Required action - Continue the page below on the damage spotted wing drosophila does to fruit, starting after its final sentence.

Impacts of the Spotted Wing Drosophila


Vinegar flies typically attack rotting or fermenting fruit and will not damage healthy fruit. However, SWD will attack fresh, healthy fruit.  Female SWD are able to attack healthy fruit due to the presence of a reinforced, serrated ovipositor which allows her to cut a slit into healthy fruit to lay eggs.  Other vinegar flies lack this serrated ovipositor and cannot penetrate the skin of intact fruits.


Figure 1 – SWD Larvae

Photo Credits: Phil Pellitteri, UW-Madison Insect Diagnostic Lab

Impact - Damage in Raspberry - 1

Figure 2 – Damage in Raspberry

Photo Credits: Parent, Whitney, Shearer, Reitmajer, Dalton and Walton; USDA-ARS Corvallis and Oregon State University


Figure 3 – Damage in Strawberry

Photo Credits: Parent, Whitney, Shearer, Reitmajer, Dalton and Walton; USDA-ARS Corvallis and Oregon State University


Figure 4 – Damage in Cherry

Photo Credits:
1 – Martin Hauser, CDFA
2 – Michigan State University Extension
3 – UC Statewide IPM Program, Copyright 2009 Regents, University of California

 Initial signs of SWD infestation are small scars left by the female’s serrated ovipositor.  Once the eggs hatch, larvae feed within healthy fruit tissue causing adjacent tissue to collapse within a few days; consequently crop loss may be severe.  This damage causes considerable softening of the fruit.  Damaged fruit is difficult to harvest and is generally unmarketable.  Secondary pathogens may also be introduced at the larval feeding sites which cause additional deterioration of the fruit.

Data for analysis -
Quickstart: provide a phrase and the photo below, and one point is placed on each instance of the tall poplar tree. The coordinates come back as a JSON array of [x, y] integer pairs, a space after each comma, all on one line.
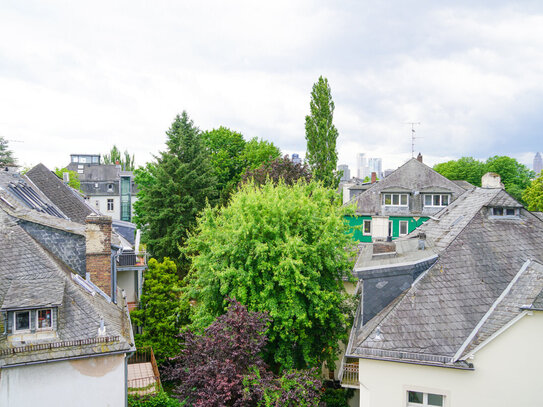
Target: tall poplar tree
[[174, 190], [321, 135], [6, 156]]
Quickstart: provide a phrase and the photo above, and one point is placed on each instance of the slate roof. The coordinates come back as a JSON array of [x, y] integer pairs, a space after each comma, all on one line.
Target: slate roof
[[488, 270], [412, 177], [24, 263], [61, 195]]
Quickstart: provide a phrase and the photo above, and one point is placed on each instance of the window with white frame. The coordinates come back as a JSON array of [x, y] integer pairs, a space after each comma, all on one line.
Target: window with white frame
[[366, 227], [418, 398], [499, 211], [44, 319], [436, 199], [21, 321], [395, 199], [404, 227]]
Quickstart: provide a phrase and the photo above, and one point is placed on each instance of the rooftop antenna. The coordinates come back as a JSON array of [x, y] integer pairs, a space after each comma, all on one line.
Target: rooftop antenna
[[413, 137]]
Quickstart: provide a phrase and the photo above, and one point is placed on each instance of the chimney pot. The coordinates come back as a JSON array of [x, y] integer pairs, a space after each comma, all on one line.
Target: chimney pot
[[98, 251]]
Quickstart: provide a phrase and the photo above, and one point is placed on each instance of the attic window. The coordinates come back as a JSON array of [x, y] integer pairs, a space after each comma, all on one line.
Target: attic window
[[505, 212]]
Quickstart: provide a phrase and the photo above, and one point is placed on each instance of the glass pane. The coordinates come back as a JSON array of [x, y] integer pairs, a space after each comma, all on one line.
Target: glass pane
[[44, 318], [427, 200], [22, 320], [435, 399], [414, 397]]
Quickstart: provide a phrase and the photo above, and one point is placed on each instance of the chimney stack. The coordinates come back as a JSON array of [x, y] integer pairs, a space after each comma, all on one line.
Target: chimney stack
[[98, 251]]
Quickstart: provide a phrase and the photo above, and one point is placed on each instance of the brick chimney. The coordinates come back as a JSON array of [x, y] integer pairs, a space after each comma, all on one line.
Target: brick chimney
[[98, 251]]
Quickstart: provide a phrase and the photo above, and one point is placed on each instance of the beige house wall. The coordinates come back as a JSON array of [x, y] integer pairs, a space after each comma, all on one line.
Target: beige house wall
[[507, 373]]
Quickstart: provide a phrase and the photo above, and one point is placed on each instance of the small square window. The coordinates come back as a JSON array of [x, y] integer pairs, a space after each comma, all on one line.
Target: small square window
[[22, 321], [45, 319]]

Output of the task -
Host Plants


Figure 5 – Host Plants

Photo Credits: (left to right) 
1 – Martin Hauser, CDFA
2 – Hannah Burrack, NC State, Bugwood
3 – Hannah Burrack, NC State, Bugwood

SWD have a wide host range and prefer soft skinned fruits, including: blueberries, strawberries, raspberries, cherries, blackberries, grapes, peach, plum, tomatoes and melons. While apples may be at risk, damage to healthy apples has not been reported.  Damage has not been reported on cranberries, but may be possible.  Damage has also been noticed on some specialty crops such as goji berries and Sea-buckthorn.  

Recent research has identified several alternative host plants present in the wild: bush honeysuckles (Lonicera spp.), wild cherries (Prunus spp.), buckthorns (Rhamnus spp.), and dogwoods (Cornus spp.).  The concern with alternative host plants is that they may serve as alternate food sources for SWD populations.